*** Opening of DATA PROVIDED ***

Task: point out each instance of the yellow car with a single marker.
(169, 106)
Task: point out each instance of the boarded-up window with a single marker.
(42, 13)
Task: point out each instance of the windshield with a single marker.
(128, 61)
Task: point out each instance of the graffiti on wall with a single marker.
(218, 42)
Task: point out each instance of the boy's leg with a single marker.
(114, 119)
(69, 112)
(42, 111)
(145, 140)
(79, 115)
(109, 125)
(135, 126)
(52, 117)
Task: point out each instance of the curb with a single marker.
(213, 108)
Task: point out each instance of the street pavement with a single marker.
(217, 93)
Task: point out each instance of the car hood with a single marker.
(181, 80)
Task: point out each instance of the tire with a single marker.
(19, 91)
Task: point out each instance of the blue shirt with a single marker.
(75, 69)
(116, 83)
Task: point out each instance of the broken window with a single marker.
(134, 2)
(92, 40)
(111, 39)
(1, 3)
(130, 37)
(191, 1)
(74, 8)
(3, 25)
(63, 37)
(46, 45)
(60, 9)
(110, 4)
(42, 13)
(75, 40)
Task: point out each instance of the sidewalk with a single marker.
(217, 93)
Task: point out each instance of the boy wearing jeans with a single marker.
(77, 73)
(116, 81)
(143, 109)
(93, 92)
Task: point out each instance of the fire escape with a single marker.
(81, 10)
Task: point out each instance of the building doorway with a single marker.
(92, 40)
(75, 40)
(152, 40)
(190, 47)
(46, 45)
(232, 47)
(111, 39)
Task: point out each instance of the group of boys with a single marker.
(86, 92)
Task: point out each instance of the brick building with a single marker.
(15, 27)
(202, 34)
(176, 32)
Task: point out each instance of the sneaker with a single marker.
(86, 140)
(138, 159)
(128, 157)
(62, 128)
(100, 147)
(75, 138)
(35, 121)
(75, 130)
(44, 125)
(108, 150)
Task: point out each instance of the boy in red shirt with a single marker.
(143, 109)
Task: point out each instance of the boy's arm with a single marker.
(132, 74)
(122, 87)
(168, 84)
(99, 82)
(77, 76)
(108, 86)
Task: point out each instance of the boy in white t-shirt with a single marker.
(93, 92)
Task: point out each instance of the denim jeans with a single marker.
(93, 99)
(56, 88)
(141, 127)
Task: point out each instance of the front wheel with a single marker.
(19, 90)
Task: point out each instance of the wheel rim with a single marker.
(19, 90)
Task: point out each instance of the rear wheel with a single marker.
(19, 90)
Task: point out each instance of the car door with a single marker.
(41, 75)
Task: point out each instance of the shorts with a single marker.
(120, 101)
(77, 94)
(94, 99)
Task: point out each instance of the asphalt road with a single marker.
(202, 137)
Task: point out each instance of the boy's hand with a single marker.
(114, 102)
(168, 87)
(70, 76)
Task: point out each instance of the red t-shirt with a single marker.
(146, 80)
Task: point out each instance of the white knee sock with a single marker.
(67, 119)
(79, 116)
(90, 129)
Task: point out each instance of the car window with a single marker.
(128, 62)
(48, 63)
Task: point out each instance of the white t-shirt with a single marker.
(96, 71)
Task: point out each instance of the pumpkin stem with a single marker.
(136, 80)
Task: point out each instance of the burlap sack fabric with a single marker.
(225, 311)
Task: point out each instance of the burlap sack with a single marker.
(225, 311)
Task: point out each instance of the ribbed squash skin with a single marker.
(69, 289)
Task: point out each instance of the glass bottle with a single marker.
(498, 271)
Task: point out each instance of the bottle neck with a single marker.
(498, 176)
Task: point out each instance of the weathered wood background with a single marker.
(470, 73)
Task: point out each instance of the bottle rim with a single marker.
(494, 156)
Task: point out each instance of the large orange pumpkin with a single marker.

*** Close of DATA PROVIDED ***

REQUIRED WORK:
The records above need to be retyped in full, exactly as given.

TASK RESPONSE:
Task: point out each instance of the yellow car with a single marker.
(169, 106)
Task: point out each instance of the boarded-up window with a single marker.
(42, 13)
Task: point out each instance of the windshield with a single marker.
(128, 61)
Task: point out each instance of the graffiti on wall with a single marker.
(218, 42)
Task: point out each instance of the boy's leg with a single marker.
(114, 119)
(69, 112)
(42, 111)
(145, 140)
(79, 115)
(109, 125)
(135, 126)
(52, 117)
Task: point out each instance of the curb with a single marker.
(213, 108)
Task: point out each instance of the street pavement with a single marker.
(217, 93)
Task: point out each instance of the car hood with a single marker.
(181, 80)
Task: point out each instance of the tire with a single marker.
(19, 91)
Task: point out each instance of the blue shirt with a single marker.
(75, 69)
(116, 83)
Task: point out each instance of the broken window with a single marker.
(134, 2)
(92, 40)
(111, 39)
(1, 3)
(130, 37)
(191, 1)
(74, 8)
(3, 25)
(63, 37)
(46, 45)
(60, 9)
(110, 4)
(42, 13)
(75, 40)
Task: point out each instance of the sidewalk with a single marker.
(217, 93)
Task: point out each instance of the boy wearing jeans with a single marker.
(77, 73)
(116, 81)
(143, 109)
(93, 92)
Task: point out each instance of the fire escape with a single marker.
(81, 10)
Task: point out each instance of the building doorway with a single marker.
(92, 40)
(75, 40)
(152, 40)
(190, 47)
(46, 45)
(232, 47)
(111, 39)
Task: point out each instance of the group of boys with a single marker.
(86, 92)
Task: point out each instance of the brick building with a single marker.
(15, 27)
(202, 34)
(176, 32)
Task: point out each instance of the sneaker with a single marker.
(86, 140)
(138, 159)
(128, 157)
(62, 128)
(100, 147)
(75, 138)
(35, 121)
(75, 130)
(44, 125)
(108, 150)
Task: point out each instance of the boy in red shirt with a single marker.
(143, 109)
Task: point out each instance of the boy's arm with a single marker.
(132, 74)
(122, 87)
(168, 84)
(99, 82)
(77, 76)
(108, 86)
Task: point out each instance of the boy in white t-shirt with a single marker.
(93, 92)
Task: point out each instance of the denim jeans with a single marker.
(93, 99)
(56, 88)
(141, 127)
Task: point out each instance of the front wheel with a single marker.
(19, 90)
Task: point out each instance of the wheel rim with a single marker.
(19, 90)
Task: point out each instance of the rear wheel with a single marker.
(19, 90)
Task: point out each instance of the car door with a single marker.
(41, 75)
Task: point out each instance of the shorts with a single marker.
(120, 101)
(77, 94)
(94, 99)
Task: point out each instance of the asphalt road with a single marker.
(202, 137)
Task: point out each instance of the boy's hand with a single marker.
(114, 102)
(168, 87)
(70, 76)
Task: point out each instance of the red t-shirt with a single marker.
(146, 80)
Task: point out each instance of the white knee sock with a single marker.
(67, 119)
(79, 116)
(90, 129)
Task: point out each instance of the car window with a single marker.
(128, 62)
(48, 63)
Task: point out each instance of the white t-shirt with a single marker.
(96, 71)
Task: point out each instance of the pumpkin stem with a single marker.
(136, 80)
Task: point out each instance of the burlap sack fabric with a single marker.
(225, 311)
Task: point out each instance of the burlap sack with a single marker.
(225, 311)
Task: point out each instance of the ribbed squash skin with a single marker.
(69, 289)
Task: point out each instance of the glass bottle with a single marker.
(498, 271)
Task: point out each instance of the bottle neck with a single marker.
(498, 176)
Task: point out each instance of the weathered wood background with a single marker.
(470, 73)
Task: point out each instance of the bottle rim with a single marker.
(494, 156)
Task: point out each instance of the large orange pumpkin with a single marker.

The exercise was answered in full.